[Text block]:
** start **

Skip to content
New issue

Have a question about this project? Sign up for a free GitHub account to open an issue and contact its maintainers and the community.

By clicking “Sign up for GitHub”, you agree to our terms of service and privacy statement. We’ll occasionally send you account related emails.

Already on GitHub? Sign in to your account

Maintain tag attribute quote characters #720

Closed
desandro opened this issue Jun 16, 2015 · 14 comments
Closed

Maintain tag attribute quote characters #720

desandro opened this issue Jun 16, 2015 · 14 comments

Comments

@desandro
Copy link

Cheerio changes attributes with single quotes into double quotes.

var cheerio = require('cheerio');
// uses 'single quotes'
var $ = cheerio.load('<div attr=\'value\'></div>')
$.html();
// => <div attr="value"></div>
// has "double quotes"

This is useful for me, as I use JSON in HTML attributes for widget settings.

<div data-settings='{ "option": true }'></div>

Which is encoded with HTML entities (possibly breaking JSON) as

<div data-options="{ &quot;option&quot;: true }"></div>

Setting decodeEntities: false is encoded and breaks HTML

<div data-options="{ "option": true }"></div>

Ideally, cheerio would preserve which quote character is used. I understand this is an edge case, so I'm reporting it in case others run into it. Similar to #460

@fb55
Copy link
Member

fb55 commented Jun 16, 2015

This definitely won't break JSON within browsers. IMHO this won't be fixed.

@OverFlow636
Copy link

@fb55 is there any chance of this being fixed?

The html my app has to consume is very horribly written and I do not have control over fixing it. Not only does it contain raw json inside of a div tag, but most of the href attributes for anchors only work because of single quotes href='javascript: dostuff("asdf");' which like the issue breaks the tag when double quotes are replaced and the decodeEntities: false is used.

@rajsite
Copy link

rajsite commented Jan 9, 2016

+1, I also store JSON in HTML attributes and would like to second keeping single quoted escapes because it makes the html with embedded json much easier to manipulate and read

@achtan
Copy link

achtan commented Jul 15, 2016

+1

@rostacik
Copy link

rostacik commented Aug 9, 2016

gentlemen any update on this one? do you intend to fix this or not at all? its more that 1 year later and task is still open.

@EugeneButusov
Copy link

@fb55, any update for this? Problem is really important, can't store json in meta tags there.

@fb55
Copy link
Member

fb55 commented Oct 18, 2016

Switching to parse5 could fix this (it's another open issue). As I said
before, not sure if this will be fixed with the current architecture as it
doesn't break anything.

– Felix

@EugeneButusov
Copy link

ok @fb55, thank you very much for the feedback.

@gaecom
Copy link

gaecom commented Dec 26, 2016

I fix this.
steps:

  1. find the file node_modules/dom-serializer/index.js
  2. location the line at 68,change
else {
output += key + "='" + (opts.decodeEntities ? entities.encodeXML(value) : value) + "'";
}

To

else {
  if(/[^\\]\"/.test(value)){
        output += key + "='" + (opts.decodeEntities ? entities.encodeXML(value) : value) + "'";
      }else {
        output += key + '="' + (opts.decodeEntities ? entities.encodeXML(value) : value) + '"';

      }
}

@andreysm
Copy link

andreysm commented Jun 22, 2017

Thanks, @gaecom.

** end **

[Data extract]:
** start **

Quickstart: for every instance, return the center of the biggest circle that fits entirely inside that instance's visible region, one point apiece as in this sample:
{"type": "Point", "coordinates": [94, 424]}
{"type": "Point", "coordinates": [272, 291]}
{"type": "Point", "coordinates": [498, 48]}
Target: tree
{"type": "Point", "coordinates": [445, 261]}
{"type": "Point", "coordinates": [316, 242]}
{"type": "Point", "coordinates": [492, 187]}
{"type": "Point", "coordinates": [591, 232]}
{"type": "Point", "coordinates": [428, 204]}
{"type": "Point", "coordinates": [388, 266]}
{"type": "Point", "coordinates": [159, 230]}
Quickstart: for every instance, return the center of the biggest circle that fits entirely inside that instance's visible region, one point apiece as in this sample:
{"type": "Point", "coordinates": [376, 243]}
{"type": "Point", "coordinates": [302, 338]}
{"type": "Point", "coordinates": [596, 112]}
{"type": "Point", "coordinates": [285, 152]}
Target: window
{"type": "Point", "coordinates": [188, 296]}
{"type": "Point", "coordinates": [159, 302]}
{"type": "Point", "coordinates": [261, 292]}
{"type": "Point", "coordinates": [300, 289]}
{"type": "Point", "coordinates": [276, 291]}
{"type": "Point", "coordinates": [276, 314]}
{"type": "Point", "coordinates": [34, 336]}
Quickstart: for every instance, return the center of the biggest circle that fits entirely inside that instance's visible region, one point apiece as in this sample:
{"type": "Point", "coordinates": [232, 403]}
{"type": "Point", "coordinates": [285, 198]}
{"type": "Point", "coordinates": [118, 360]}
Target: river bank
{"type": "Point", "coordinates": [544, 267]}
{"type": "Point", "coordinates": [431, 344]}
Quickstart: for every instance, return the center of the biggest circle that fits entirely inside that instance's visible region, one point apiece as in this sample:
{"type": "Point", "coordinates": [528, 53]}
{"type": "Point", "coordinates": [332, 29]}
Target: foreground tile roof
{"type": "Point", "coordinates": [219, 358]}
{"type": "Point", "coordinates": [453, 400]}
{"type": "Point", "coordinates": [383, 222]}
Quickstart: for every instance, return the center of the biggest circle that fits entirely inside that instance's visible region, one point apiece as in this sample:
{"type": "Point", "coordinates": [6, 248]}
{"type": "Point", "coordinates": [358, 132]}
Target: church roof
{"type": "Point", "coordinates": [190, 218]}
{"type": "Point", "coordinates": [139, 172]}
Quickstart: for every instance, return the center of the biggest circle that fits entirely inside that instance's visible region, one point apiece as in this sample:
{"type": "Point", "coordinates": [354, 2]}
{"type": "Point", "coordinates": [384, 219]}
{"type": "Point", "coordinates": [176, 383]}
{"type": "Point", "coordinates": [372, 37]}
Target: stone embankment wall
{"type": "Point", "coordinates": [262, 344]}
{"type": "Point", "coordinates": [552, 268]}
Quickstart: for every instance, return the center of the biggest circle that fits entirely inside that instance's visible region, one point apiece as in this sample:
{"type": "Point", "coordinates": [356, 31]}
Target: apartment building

** end **

[Work to do]:
Return the passage from the issue thread on attribute quote characters, word for word, starting with "Cheerio changes attributes" and going on through "var $ = cheerio.load('<div attr=\'value\'></div>')".

[Written response]:
Cheerio changes attributes with single quotes into double quotes.

var cheerio = require('cheerio');
// uses 'single quotes'
var $ = cheerio.load('<div attr=\'value\'></div>')